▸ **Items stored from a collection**

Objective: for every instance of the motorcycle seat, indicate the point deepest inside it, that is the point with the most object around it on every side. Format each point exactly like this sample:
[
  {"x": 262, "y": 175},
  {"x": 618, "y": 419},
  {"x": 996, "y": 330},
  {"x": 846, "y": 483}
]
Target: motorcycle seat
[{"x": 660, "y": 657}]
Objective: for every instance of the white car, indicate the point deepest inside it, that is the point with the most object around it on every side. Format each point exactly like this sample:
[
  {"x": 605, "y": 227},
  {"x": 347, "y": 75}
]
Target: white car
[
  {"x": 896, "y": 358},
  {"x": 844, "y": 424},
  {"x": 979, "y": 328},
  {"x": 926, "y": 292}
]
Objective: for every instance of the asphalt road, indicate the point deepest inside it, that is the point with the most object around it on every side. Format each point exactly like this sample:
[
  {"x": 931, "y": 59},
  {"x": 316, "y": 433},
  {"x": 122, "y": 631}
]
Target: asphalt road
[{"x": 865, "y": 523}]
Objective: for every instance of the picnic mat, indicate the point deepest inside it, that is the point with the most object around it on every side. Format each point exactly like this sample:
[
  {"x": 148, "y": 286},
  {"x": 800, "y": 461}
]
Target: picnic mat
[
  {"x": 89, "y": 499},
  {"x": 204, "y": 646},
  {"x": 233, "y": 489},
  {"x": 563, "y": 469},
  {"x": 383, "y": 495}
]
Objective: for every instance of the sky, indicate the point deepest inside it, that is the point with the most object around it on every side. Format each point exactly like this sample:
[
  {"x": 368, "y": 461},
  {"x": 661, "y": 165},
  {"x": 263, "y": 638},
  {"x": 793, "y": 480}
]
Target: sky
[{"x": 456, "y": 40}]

▸ **Given problem**
Recast every line of the entries above as a Markdown table with two columns, Row and Line. Number the rows in order and leave out any blank lines.

▸ **Task answer**
| Row | Line |
|---|---|
| 1 | Objective: for every instance of the motorcycle seat, indicate the point deepest inside it, that is the point with the most object around it on every side. Format each point exactly like this sample: |
| 2 | [ |
| 3 |   {"x": 262, "y": 175}, |
| 4 |   {"x": 618, "y": 419}, |
| 5 |   {"x": 996, "y": 330}, |
| 6 |   {"x": 846, "y": 483} |
| 7 | ] |
| 8 | Target: motorcycle seat |
| 9 | [{"x": 660, "y": 657}] |
| 10 | Objective: for every instance of the white car, indicate the point deepest inside it, that is the point with the most object around it on every side. Format each point exactly like this sample: |
| 11 | [ |
| 12 |   {"x": 605, "y": 227}, |
| 13 |   {"x": 347, "y": 75} |
| 14 | ] |
| 15 | Target: white car |
| 16 | [ |
| 17 |   {"x": 896, "y": 358}, |
| 18 |   {"x": 844, "y": 424}, |
| 19 |   {"x": 979, "y": 328}, |
| 20 |   {"x": 926, "y": 292} |
| 21 | ] |
| 22 | Objective: for every instance of the asphalt road, indicate the point deepest inside it, that is the point with the most object around it on every side. Format each point exactly like this sample: |
| 23 | [ |
| 24 |   {"x": 931, "y": 59}, |
| 25 |   {"x": 316, "y": 433}, |
| 26 |   {"x": 122, "y": 631} |
| 27 | ] |
| 28 | Target: asphalt road |
| 29 | [{"x": 865, "y": 523}] |
| 30 | Objective: for every instance of the picnic mat, indicate the point deepest inside it, that is the point with the most object around it on every side. Format each point exactly like this sample: |
| 31 | [ |
| 32 |   {"x": 148, "y": 286}, |
| 33 |   {"x": 800, "y": 461} |
| 34 | ] |
| 35 | Target: picnic mat |
| 36 | [ |
| 37 |   {"x": 89, "y": 499}, |
| 38 |   {"x": 204, "y": 646}, |
| 39 |   {"x": 233, "y": 489}, |
| 40 |   {"x": 563, "y": 469}, |
| 41 |   {"x": 383, "y": 495} |
| 42 | ] |
| 43 | Objective: for every instance of the sky, indicate the point deepest inside it, that is the point with the most object around it on every side. Format each point exactly like this sample: |
| 44 | [ |
| 45 |   {"x": 368, "y": 461}, |
| 46 |   {"x": 661, "y": 165}, |
| 47 |   {"x": 263, "y": 638}, |
| 48 |   {"x": 793, "y": 480} |
| 49 | ] |
| 50 | Target: sky |
| 51 | [{"x": 456, "y": 40}] |